Required actions:
A) In the article about the Seoul killing, near which subway station did the stabbing happen?
B) Set down a passage of the article about the Seoul killing word for word, beginning at the words "His sole motivation" and ending after "commit the crime.".

Text block:
Tragedy in Seoul brings misogyny to light
ON May 17, a 23-year-old woman was stabbed to death by a 34-yearold man at a unisex toilet near the Gangnam subway station in Seoul. What shocked the public most was that the victim was a total stranger to the assailant.
His sole motivation for the crime seemed to be his professed hatred of women. He told the police that he had been humiliated by female customers at a bar where he worked as a server, and that prompted him to commit the crime.
The murderer was reported to have been diagnosed with schizophrenia years before. The police and some commentators attributed the murder to his unstable mental condition. No matter what the actual causes were, the public response has focused on the misogynistic anger expressed by the murderer, which has laid bare deeper issues embedded in gender relations in contemporary South Korea.
Immediately after news of the attack went public, people, particularly women, started to write messages on Post-it notes and put them on the wall near one of the exits at Gangnam Station. Soon this ad hoc memorial was covered with more than 1000 Post-its. Those memos reveal a range of emotions – anger, fear, sadness.

Data section:
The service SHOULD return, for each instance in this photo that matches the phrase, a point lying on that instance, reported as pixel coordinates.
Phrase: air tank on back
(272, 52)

Answers per task:
A) Near the Gangnam subway station in Seoul.

B)
His sole motivation for the crime seemed to be his professed hatred of women. He told the police that he had been humiliated by female customers at a bar where he worked as a server, and that prompted him to commit the crime.